Print out the material that follows word for word.

* START SUPPLIED DATA *

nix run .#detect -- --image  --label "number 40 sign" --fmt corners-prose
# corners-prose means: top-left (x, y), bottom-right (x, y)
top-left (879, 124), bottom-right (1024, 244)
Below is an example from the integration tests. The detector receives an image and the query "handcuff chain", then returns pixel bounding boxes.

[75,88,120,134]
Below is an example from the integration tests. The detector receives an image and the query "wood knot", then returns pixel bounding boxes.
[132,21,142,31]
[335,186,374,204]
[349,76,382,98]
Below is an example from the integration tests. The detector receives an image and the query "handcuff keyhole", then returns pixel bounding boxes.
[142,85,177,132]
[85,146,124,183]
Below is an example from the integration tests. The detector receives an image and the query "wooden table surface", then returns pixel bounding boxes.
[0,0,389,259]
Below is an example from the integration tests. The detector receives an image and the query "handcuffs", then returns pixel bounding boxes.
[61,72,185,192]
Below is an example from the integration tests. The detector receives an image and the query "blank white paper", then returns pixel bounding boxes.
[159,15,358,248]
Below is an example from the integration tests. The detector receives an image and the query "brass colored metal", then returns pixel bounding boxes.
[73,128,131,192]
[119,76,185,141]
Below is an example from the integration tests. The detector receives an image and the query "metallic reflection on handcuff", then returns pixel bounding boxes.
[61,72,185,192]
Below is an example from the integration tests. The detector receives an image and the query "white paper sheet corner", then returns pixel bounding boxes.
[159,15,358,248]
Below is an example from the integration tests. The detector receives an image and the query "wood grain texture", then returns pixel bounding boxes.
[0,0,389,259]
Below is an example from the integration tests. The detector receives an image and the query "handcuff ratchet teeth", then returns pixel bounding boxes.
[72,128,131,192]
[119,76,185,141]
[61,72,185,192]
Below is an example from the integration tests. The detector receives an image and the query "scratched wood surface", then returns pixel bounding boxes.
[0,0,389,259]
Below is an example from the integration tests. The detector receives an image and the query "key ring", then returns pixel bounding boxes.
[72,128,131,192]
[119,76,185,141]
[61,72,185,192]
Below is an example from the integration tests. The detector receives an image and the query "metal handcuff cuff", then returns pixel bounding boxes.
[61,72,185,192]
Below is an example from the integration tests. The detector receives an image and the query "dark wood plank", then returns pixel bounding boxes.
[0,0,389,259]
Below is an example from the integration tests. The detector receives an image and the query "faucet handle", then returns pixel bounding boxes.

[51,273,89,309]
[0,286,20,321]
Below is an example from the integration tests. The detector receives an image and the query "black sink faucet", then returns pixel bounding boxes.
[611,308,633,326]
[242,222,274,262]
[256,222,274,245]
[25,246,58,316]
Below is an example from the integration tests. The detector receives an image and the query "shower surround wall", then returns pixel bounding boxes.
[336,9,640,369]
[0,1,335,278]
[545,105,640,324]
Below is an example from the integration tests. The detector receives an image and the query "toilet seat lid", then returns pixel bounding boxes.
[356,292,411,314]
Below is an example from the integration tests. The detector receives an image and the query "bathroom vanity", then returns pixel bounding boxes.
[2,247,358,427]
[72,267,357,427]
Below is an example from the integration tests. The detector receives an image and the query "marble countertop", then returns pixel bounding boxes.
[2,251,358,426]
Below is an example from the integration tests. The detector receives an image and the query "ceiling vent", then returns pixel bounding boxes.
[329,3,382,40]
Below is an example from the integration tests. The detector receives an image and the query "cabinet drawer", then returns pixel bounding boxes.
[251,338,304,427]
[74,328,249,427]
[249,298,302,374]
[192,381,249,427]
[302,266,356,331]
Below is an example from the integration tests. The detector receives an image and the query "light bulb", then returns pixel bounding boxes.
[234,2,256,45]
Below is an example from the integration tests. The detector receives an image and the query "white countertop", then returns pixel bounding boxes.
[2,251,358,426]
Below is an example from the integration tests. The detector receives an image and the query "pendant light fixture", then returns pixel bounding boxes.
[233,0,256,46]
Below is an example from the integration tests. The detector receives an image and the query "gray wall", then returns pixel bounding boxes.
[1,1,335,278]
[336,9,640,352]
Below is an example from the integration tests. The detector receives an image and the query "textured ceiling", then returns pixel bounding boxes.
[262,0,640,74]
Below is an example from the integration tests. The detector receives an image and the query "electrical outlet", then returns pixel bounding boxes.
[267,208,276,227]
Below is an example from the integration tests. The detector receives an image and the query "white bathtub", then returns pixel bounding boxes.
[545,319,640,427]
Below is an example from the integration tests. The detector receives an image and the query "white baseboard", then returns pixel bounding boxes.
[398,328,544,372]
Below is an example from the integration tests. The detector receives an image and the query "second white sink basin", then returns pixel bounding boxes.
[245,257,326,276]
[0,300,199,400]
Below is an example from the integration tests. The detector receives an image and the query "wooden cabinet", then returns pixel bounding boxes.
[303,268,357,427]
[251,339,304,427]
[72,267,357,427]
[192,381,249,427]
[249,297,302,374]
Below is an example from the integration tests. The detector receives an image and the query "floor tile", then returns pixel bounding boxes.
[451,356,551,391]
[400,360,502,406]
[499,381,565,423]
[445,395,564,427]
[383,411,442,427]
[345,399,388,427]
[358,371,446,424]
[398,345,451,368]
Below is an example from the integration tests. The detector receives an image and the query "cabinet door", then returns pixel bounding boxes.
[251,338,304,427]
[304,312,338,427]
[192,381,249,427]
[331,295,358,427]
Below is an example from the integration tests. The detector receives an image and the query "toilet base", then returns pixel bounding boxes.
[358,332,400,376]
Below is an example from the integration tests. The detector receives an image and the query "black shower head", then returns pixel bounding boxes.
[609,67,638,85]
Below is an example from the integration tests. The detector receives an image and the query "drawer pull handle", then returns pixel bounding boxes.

* END SUPPLIED DATA *

• [EXERCISE SOLUTION]
nix run .#detect -- --image  --label "number 40 sign" --fmt corners-prose
# corners-prose means: top-left (x, y), bottom-right (x, y)
top-left (879, 124), bottom-right (1024, 244)
Below is an example from the integration tests. The detector receives an image and the query "handcuff chain", then returns pixel bounding boxes.

[75,88,120,134]
Below is an example from the integration tests. The detector receives an image and the query "wood knot", then returns pixel bounding boxes.
[132,21,142,31]
[335,186,374,204]
[349,76,382,98]
Below is an example from the integration tests. The detector receives an image and the query "handcuff keyhole", then returns pixel bounding boxes.
[142,85,177,132]
[85,146,124,183]
Below is an example from the integration tests. The detector receives an image and the query "wooden table surface", then returns pixel bounding boxes.
[0,0,389,259]
Below is an example from the integration tests. The detector receives an image and the query "handcuffs", then returns pixel bounding boxes.
[61,72,185,192]
Below is an example from the integration tests. The detector receives an image and the query "blank white paper", then returns pixel bounding boxes.
[159,15,358,248]
Below is an example from the integration tests. The detector receives an image and the query "brass colored metal", then returns pixel bounding boxes.
[73,128,131,192]
[119,76,185,141]
Below is an example from the integration tests. The detector receives an image and the query "metallic reflection on handcuff", then returns pixel bounding boxes.
[61,72,185,192]
Below is an example from the integration tests. The detector receives an image and the query "white paper sheet corner", then returns pixel bounding boxes.
[159,15,358,248]
Below is an example from the integration tests. The detector receives an image and the query "wood grain texture", then returns pixel bounding boxes.
[0,0,389,259]
Below is an example from the integration tests. The detector receives an image and the query "handcuff ratchet teeth", then returns pixel bounding boxes.
[72,128,131,192]
[119,76,185,141]
[61,72,185,192]
Below is an example from the integration tests. The detector receives an image and the query "scratched wood surface", then returns pixel bounding boxes.
[0,0,389,259]
Below is an example from the integration tests. The detector receives an image and the query "key ring", then returns pixel bounding boxes.
[72,128,131,192]
[119,76,185,141]
[61,72,185,192]
Below is an example from the integration tests. The detector receives an image and the query "metal handcuff cuff", then returns pixel bounding boxes.
[61,72,185,192]
Below is an example from the integration tests. The detector receives an image and the query "dark wood plank", then returns pixel bounding boxes.
[0,0,389,259]
Below is an example from the integration tests. The detector receives an image and the query "faucet handle", then returns pixel bounding boxes.

[51,273,89,309]
[0,286,20,321]
Below is an example from the integration tests. The detector receives an image and the query "black sink faucet", then returns pixel bounding boxes.
[611,308,633,326]
[242,222,274,262]
[256,222,274,245]
[25,246,58,316]
Below is an example from the integration tests. The detector receives an image and the query "shower surround wall", then returns pixel bounding boxes.
[336,9,640,369]
[0,1,335,278]
[545,105,640,324]
Below is an example from the integration tests. The detector receives an image and the query "toilet seat lid", then returns pixel bounding boxes.
[356,292,411,314]
Below is an example from the integration tests. The detector receives an image and the query "bathroom vanity", then returns pixel bounding boxes.
[2,247,358,427]
[72,267,357,427]
Below is an example from the integration tests. The detector receives an image and the query "marble countertop", then returns pixel bounding boxes.
[2,251,358,426]
Below is an example from the integration tests. The detector receives an image and the query "ceiling vent", then returns pixel bounding boxes.
[329,3,382,40]
Below is an example from the integration tests. The detector receives an image and the query "cabinet drawer", then returns pixel bounding boxes.
[251,338,304,427]
[74,328,249,427]
[249,298,302,374]
[192,381,249,427]
[302,266,356,331]
Below is an example from the integration tests. The detector receives an image and the query "light bulb", then returns pixel bounding boxes.
[234,2,256,45]
Below is an example from the integration tests. The detector receives an image and the query "white countertop", then returns pixel bounding boxes.
[2,251,358,426]
Below is an example from the integration tests. The detector receives an image and the query "pendant light fixture", then returns pixel bounding boxes.
[233,0,256,46]
Below is an example from the integration tests. The detector receives an image and the query "gray wall", then returns pixel bounding boxes.
[1,1,335,278]
[336,9,640,352]
Below is an example from the integration tests. The detector receives an image and the query "textured ceiling", then returns pixel bounding boxes.
[262,0,640,74]
Below is an example from the integration tests. The detector receives an image and the query "electrical outlet", then returns pixel bounding boxes.
[267,208,276,227]
Below is an example from the integration tests. The detector receives an image and the query "white bathtub", then returns pixel bounding boxes.
[545,319,640,427]
Below is an example from the integration tests. The detector receives an image and the query "white baseboard", then returns pixel bounding boxes.
[398,328,544,372]
Below is an example from the integration tests. The detector receives an image and the query "second white sink basin", then returns pixel bounding boxes.
[245,257,326,276]
[0,300,199,400]
Below is an example from the integration tests. The detector receives an image and the query "wooden cabinet", then returns pixel bounding boxes.
[303,268,357,427]
[251,339,304,427]
[72,267,357,427]
[192,381,249,427]
[249,297,302,374]
Below is an example from the integration tests. The detector receives an image and the query "floor tile", then returns pixel bounding boxes.
[451,356,551,391]
[400,360,502,406]
[499,381,565,423]
[445,395,564,427]
[383,411,442,427]
[345,399,388,427]
[358,371,446,424]
[398,345,451,368]
Below is an example from the integration tests. The detector receives an image and the query "cabinet door", then returns pixel bounding boxes.
[251,338,304,427]
[304,312,338,427]
[192,381,249,427]
[331,295,358,427]
Below is an example from the integration tests. The detector receives an image and the query "toilet base", then returns pixel bounding boxes.
[358,332,400,376]
Below is an example from the integration tests. The detector receives an image and the query "black shower head", then returns pixel bounding boxes.
[609,67,638,85]
Below is an example from the integration tests. The detector receives an image and the query "drawer pull handle", then returns pixel bounding boxes.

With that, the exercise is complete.